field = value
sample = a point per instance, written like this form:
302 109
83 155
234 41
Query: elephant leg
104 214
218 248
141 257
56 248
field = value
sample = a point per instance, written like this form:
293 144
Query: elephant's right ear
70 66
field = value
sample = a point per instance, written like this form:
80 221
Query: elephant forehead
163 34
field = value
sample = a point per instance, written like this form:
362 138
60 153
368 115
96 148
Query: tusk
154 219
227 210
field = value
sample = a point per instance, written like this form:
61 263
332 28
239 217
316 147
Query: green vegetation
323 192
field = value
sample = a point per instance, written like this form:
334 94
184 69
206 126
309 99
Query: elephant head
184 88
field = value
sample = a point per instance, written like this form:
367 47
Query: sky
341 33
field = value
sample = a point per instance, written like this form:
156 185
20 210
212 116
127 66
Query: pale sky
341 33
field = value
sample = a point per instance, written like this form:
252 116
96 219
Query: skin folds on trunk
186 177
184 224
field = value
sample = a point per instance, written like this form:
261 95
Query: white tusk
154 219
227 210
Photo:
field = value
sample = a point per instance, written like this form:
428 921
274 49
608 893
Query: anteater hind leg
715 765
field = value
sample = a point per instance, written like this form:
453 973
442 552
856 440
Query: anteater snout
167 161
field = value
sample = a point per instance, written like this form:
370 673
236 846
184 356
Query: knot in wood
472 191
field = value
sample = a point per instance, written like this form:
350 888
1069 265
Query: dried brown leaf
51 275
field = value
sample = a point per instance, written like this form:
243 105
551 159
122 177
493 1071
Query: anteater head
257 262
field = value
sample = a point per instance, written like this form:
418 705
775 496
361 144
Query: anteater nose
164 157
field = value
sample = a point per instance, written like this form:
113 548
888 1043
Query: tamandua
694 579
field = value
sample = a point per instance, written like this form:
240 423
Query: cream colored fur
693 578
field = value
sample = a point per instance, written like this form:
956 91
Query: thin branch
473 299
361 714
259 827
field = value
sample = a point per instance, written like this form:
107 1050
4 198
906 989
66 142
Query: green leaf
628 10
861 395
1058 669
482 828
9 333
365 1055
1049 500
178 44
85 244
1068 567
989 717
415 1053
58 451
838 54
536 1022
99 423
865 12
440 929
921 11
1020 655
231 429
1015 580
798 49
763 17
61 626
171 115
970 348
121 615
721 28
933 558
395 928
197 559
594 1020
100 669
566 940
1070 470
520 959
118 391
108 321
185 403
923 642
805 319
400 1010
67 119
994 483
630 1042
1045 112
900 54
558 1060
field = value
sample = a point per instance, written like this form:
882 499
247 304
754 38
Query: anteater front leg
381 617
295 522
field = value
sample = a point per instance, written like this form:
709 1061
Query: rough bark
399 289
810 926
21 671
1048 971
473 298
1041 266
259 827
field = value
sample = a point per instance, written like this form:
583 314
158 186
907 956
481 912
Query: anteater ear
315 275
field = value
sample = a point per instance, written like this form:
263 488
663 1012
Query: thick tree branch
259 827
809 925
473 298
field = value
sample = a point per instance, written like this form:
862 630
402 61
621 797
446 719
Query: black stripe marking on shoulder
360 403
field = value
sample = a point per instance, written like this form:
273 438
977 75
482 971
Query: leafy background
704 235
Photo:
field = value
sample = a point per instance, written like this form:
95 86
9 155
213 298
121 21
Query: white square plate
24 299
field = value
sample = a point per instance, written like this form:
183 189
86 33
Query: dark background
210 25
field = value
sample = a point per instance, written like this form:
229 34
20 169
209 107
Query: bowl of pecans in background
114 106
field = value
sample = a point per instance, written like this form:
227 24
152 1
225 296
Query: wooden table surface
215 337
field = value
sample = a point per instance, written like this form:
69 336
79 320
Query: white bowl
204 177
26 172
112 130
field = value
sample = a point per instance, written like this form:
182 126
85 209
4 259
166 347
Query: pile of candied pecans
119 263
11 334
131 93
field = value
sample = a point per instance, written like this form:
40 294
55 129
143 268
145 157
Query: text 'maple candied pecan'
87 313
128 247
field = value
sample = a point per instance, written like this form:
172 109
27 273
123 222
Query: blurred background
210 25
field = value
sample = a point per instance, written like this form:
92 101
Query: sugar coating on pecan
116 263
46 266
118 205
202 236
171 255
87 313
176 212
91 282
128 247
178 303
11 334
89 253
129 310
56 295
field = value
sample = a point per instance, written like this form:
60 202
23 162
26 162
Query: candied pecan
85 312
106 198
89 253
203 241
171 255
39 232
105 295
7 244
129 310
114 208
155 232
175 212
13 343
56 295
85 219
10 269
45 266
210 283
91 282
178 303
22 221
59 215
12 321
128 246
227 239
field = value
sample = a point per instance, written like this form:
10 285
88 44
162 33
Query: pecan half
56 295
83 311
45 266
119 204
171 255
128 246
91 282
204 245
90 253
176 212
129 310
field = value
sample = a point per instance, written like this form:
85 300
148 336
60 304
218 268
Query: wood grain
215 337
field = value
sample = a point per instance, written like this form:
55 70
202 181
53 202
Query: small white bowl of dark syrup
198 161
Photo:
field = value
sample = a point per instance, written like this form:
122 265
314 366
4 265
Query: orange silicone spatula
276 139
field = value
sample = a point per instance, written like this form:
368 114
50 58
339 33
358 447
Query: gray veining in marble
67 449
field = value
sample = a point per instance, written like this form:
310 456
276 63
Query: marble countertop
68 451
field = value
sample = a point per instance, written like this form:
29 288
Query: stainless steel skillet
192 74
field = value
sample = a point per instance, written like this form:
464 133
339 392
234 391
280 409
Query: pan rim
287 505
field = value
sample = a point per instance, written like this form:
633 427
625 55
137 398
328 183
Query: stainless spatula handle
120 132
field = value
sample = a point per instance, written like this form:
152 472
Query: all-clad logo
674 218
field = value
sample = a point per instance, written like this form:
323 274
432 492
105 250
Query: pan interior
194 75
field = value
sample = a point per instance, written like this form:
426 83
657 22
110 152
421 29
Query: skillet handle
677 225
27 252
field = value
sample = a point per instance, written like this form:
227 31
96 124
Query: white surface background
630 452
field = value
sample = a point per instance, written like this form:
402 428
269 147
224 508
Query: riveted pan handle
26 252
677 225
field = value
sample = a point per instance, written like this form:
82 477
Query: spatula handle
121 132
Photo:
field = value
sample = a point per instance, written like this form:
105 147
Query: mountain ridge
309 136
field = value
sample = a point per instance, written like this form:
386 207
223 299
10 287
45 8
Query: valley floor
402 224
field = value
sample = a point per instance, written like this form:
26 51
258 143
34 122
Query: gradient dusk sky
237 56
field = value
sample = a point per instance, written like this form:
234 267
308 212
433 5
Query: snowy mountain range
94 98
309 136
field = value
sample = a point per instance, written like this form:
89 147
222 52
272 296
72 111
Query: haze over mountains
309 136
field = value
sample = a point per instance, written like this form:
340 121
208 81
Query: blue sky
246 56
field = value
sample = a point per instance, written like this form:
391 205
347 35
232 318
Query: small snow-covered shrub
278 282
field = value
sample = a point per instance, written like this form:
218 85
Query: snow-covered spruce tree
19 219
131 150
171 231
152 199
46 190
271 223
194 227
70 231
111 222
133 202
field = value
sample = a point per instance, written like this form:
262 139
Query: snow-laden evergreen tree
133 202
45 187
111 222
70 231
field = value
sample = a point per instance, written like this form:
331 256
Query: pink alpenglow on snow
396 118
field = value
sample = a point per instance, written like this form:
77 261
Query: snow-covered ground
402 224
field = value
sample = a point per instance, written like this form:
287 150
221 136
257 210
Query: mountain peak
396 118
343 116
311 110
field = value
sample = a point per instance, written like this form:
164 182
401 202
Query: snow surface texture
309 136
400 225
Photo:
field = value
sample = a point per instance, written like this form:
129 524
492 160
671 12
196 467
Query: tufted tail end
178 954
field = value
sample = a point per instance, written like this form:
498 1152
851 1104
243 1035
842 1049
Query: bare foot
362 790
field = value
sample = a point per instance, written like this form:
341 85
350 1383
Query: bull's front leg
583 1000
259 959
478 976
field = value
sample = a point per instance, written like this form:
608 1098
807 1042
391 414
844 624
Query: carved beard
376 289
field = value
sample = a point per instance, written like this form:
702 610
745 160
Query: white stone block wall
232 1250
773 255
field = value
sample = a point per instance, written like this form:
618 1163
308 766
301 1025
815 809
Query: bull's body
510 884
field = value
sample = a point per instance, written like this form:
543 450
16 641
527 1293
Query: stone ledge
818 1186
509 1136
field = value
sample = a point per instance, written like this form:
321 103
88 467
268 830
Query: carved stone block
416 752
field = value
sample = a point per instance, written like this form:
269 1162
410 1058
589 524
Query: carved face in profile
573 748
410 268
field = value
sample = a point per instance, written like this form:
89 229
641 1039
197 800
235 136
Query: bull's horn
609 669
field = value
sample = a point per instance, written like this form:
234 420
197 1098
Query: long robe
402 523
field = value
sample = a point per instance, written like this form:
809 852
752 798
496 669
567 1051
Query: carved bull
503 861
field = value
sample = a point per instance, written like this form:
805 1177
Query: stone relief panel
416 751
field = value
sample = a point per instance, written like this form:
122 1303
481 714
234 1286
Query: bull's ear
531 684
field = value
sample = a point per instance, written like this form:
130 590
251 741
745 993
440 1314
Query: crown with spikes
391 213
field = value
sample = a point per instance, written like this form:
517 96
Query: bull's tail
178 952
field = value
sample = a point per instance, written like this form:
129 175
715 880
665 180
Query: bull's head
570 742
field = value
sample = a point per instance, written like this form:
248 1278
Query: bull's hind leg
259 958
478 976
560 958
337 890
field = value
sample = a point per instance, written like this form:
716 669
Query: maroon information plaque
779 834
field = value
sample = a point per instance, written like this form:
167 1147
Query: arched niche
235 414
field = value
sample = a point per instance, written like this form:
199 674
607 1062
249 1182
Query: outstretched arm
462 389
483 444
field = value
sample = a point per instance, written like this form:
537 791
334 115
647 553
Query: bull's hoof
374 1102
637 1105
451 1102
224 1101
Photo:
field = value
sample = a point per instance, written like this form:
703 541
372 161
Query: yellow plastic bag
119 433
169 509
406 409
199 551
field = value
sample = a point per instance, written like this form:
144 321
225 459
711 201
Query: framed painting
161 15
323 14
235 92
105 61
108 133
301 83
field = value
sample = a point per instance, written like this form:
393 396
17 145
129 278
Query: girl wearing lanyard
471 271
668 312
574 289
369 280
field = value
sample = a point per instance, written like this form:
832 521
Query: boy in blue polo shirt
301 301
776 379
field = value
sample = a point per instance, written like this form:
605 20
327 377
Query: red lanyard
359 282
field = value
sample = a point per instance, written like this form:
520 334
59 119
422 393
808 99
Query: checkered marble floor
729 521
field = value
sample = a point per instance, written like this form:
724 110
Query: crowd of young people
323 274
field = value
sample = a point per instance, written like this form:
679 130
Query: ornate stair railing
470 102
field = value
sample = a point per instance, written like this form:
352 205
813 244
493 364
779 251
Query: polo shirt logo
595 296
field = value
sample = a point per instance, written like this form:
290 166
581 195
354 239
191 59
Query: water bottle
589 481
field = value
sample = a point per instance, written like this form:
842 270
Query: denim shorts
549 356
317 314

^^^^^^^^^^^^^^^^

Show every line from the rows above that contains the word "anteater".

Query: anteater hind leg
Query: anteater snout
Query: anteater head
Query: anteater nose
Query: anteater front leg
Query: anteater ear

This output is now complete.